To be done →
- a) State whether each of these statements agrees with the Women With Altitude transcript, answering yes or no and quoting the deciding words: (i) the group is made up of seven Bay Area women who will spend three weeks scaling the Andes; (ii) Tonya Redfield describes the members as professional climbers; (iii) the narrator says three of the seven had experienced violence or abuse.
- b) Retype the part of the Women With Altitude transcript that opens with the words containing "Huayna Potosí" and closes with "Title card (con’t)".
- c) Please continue the Women With Altitude transcript from the point where it stops.

Source text →
Time Code

Speaker/Element

Transcript

0.00.06

Lower ⅓

Huayna Potosí

Cordillera Real, Bolivia

0.00.10

Title card

You gain strength, courage and confidence by every experience in which you really stop to look fear in the face.

0.00.16

Title card (con’t)

You are able to say to yourself, ‘I have lived through this horror, I can take the next thing that comes along.’

0.00.22

Title card (end)

You must do the thing you think you cannot do. - Eleanor Roosevelt

0.00.32

Title card

Women With Altitude

0.00.52

Narrator

[Sarah Vaill]

VO: Why climb? For the challenge, for absolute joy, for the struggle, for the pain, for peace, for perspective, for new horizons, for finding strength. 

0.01:26

[Peter Finch, KFOG]

 

VO: You’re tuned to the Beat of the Bay; seven Bay Area women will spend the next three weeks scaling the Andes mountains. Calling themselves Women With Altitude, the group is doing it to challenge themselves while raising money and attention for the fight against domestic violence. 

0.01.46

Lower ⅓

Tonya Redfield 

Founder, Women With Altitude

0.01.44

Tonya Redfield

We are just regular women, we’re not professional athletes, we’re not professional climbers, we’re not social workers, we’re not domestic violence experts, but we are going to do something that a lot of of us have never done before.

0.01.59

Tonya Redfield

My mother has always been a huge source of inspiration and strength for me, and it was such a shock for me when I learned about her stories about her true childhood, which was not about chasing puppies and playing hopscotch with her friends - it was a childhood of a lot of abuse from stepfathers and other family members and strangers even. And so it was at that point where I felt very angry and I felt like, ‘what can I do?’ And that’s when I started calling my other girlfriends who I knew loved the outdoors and who would also feel passionate about doing something for a cause.

0.02.40

Narrator

[Sarah Vaill]

VO: Six of us joined Tonya to become Women With Altitude. We were each driven to do it for different reasons, for our mothers, for our friends, and for ourselves.

0.02.52

Narrator

[Sarah Vaill]

VO: They say that one in three women will experience violence and abuse within her lifetime. For us, based on incidents in childhood or in relationships, it was two out of the seven. For me I was more willing to climb a mountain than to talk about my own experience with an assault.

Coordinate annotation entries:
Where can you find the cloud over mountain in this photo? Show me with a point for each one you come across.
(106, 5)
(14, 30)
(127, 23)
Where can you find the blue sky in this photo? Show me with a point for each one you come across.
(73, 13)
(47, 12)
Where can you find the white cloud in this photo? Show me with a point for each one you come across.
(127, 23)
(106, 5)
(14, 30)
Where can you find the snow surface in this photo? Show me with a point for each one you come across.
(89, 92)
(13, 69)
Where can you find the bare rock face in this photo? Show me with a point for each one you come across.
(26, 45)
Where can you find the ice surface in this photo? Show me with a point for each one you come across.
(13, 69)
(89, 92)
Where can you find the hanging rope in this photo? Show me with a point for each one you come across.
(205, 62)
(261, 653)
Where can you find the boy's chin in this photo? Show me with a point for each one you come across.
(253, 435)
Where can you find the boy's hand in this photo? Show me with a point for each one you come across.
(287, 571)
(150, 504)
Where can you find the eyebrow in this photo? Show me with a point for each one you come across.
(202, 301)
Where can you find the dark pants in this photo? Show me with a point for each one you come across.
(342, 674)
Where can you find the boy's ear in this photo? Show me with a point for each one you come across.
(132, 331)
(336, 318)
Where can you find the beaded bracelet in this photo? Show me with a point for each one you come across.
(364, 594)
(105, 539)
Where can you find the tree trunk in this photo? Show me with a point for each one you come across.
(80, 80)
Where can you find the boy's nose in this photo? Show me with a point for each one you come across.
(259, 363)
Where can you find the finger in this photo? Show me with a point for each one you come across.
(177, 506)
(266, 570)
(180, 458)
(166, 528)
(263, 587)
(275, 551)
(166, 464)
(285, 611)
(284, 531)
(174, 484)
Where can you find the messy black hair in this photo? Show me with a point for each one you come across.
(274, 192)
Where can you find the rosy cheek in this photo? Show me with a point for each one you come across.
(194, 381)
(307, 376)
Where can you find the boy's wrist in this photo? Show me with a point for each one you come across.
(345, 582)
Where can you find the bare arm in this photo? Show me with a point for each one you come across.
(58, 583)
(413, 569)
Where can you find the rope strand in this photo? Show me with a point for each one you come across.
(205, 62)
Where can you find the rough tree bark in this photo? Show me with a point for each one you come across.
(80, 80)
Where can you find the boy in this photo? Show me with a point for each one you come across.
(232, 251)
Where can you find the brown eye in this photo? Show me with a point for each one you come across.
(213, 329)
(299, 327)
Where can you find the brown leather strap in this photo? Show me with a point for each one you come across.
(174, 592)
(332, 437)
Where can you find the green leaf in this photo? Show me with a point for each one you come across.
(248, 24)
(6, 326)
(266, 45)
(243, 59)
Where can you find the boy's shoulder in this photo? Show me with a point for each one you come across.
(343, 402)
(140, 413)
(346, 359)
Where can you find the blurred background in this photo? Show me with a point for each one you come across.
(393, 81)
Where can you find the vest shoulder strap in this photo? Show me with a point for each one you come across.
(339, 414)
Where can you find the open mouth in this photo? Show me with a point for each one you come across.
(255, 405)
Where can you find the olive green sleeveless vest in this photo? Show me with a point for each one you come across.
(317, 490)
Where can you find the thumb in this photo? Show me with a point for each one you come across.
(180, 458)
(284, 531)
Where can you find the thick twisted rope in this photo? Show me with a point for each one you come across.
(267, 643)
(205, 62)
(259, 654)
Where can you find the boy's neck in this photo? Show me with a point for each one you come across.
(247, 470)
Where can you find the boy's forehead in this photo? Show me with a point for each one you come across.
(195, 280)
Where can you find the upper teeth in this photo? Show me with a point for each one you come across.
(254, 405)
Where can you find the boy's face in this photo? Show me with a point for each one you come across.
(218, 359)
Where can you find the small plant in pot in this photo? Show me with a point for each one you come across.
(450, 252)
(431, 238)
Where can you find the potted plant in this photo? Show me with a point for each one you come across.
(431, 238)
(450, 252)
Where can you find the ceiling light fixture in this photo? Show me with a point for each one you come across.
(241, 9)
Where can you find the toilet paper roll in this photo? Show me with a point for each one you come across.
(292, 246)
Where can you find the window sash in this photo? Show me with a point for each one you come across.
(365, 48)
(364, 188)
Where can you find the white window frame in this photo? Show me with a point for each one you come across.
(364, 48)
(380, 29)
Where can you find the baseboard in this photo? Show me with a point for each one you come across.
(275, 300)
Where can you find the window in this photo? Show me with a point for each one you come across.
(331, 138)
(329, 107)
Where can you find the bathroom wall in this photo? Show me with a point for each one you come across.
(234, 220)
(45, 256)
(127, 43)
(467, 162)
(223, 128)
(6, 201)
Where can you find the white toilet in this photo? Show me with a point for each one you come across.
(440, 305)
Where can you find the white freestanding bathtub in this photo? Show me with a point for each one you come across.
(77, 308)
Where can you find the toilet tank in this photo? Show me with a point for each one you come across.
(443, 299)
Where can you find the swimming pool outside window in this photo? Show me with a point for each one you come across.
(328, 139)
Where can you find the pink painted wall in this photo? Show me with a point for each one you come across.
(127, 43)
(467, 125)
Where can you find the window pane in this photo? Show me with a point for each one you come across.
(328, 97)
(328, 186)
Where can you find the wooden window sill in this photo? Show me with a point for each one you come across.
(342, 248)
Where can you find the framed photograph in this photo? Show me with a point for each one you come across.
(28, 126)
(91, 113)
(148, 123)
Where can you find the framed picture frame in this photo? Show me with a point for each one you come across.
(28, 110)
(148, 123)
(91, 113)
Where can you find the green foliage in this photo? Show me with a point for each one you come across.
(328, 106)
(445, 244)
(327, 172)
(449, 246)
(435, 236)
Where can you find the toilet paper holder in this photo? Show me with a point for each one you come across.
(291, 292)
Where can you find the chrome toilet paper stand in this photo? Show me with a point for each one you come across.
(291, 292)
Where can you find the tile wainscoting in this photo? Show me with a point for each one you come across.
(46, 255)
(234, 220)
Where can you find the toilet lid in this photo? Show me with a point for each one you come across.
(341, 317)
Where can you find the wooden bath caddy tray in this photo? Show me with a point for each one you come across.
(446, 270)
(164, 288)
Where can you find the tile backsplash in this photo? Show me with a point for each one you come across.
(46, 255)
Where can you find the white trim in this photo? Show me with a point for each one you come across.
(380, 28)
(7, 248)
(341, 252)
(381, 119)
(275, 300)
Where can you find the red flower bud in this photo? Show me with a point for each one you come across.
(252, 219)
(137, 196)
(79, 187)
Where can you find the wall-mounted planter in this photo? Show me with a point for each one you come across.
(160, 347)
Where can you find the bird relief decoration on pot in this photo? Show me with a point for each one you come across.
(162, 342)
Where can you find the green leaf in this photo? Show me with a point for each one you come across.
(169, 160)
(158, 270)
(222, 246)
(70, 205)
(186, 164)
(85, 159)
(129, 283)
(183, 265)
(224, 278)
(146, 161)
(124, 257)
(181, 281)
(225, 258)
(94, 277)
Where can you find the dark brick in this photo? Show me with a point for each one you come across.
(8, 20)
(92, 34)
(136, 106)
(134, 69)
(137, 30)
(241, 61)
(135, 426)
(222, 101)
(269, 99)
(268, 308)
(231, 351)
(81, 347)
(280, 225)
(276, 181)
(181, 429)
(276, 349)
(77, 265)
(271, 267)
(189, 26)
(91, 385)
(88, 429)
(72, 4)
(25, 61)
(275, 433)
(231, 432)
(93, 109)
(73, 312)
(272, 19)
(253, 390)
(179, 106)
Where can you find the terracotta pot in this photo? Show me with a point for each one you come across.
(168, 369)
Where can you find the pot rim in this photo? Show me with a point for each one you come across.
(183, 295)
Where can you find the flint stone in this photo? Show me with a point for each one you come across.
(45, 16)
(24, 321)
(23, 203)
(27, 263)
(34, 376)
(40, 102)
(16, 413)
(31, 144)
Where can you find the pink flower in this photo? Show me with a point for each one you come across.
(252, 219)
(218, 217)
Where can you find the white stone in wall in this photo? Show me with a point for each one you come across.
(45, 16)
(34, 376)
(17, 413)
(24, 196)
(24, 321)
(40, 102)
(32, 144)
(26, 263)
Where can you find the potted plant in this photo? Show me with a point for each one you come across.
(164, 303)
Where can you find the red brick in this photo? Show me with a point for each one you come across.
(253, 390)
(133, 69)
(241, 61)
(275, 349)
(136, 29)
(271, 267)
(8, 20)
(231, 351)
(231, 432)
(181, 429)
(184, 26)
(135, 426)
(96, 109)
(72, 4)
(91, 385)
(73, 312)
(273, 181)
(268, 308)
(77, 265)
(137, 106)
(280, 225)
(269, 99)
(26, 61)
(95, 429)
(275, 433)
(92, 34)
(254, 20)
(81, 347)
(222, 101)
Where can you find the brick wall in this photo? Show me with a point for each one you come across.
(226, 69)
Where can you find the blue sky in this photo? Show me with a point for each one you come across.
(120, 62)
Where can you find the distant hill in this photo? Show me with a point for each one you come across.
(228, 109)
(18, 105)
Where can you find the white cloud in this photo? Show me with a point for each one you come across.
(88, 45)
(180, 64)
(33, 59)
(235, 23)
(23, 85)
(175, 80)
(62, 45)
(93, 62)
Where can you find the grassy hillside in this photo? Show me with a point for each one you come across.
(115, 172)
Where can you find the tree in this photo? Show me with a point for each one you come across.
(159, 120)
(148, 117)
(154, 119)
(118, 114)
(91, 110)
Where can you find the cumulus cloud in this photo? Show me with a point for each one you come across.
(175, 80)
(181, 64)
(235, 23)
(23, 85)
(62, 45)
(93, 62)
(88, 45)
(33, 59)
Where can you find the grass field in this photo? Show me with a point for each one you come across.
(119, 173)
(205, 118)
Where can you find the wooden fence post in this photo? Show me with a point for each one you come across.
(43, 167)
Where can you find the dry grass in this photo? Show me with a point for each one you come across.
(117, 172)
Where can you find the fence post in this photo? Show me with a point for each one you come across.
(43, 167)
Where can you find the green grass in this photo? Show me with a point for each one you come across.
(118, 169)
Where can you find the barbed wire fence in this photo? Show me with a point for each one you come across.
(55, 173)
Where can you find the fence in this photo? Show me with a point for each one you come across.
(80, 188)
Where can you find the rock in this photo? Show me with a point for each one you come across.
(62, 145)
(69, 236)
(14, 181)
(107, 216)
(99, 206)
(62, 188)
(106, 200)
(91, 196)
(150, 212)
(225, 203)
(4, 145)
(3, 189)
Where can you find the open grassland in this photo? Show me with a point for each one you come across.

The responses →
- a)
(i) Yes: "seven Bay Area women will spend the next three weeks scaling the Andes mountains"
(ii) No: "we’re not professional climbers"
(iii) No: "it was two out of the seven"

- b)
Huayna Potosí

Cordillera Real, Bolivia

0.00.10

Title card

You gain strength, courage and confidence by every experience in which you really stop to look fear in the face.

0.00.16

Title card (con’t)

- c)
0.03.11

Sarah Vaill

It’s something that every single one of us has experienced and in some ways either internalized and not challenged, or we’ve challenged and others have not listened and not heard.

0.03.24

Ami Ehrlich

I really want this to be about strength and endurance, and not about victims.

0.03 .29 

Lower ⅓

Mt Shasta, California   

14,162 ft above sea level

0.03.29

Tonya Redfield

We’ve been going to Mt. Shasta and Mt. Dana, we’ve been practicing our alpine climbing techniques, walking in rope teams, self arrest. For example, if someone slips and starts sliding, we all need to be able to catch that person with our ice axes and the skills we’ve developed.

0.03.47

Narrator

[Sarah Vaill]

VO: We chose to climb 3 high altitude mountains because of the challenges they represent: Ilusioncita, to gain knowledge

0.03.53

Lower ⅓

Ilusioncita   

16,896 ft 

Knowledge

0.03.58 

Narrator (cont)

[Sarah Vaill]

VO: Pequeño Alpamayo, to exercise independence.

0.04.11

Lower ⅓

Pequeno Alpamayo  

17,613 ft  

Independence

0.04.03

Lower ⅓

Huayna Potosí  

19,996 ft   

Strength

0.04.03

Narrator (cont)

[Sarah Vaill]

VO: … and Huayna Potosi to test our strength. For us, from what we have experienced, or what our mothers and what our friends have experienced, overcoming domestic violence calls on every ounce of your strength of will, much like climbing a collossal mountain.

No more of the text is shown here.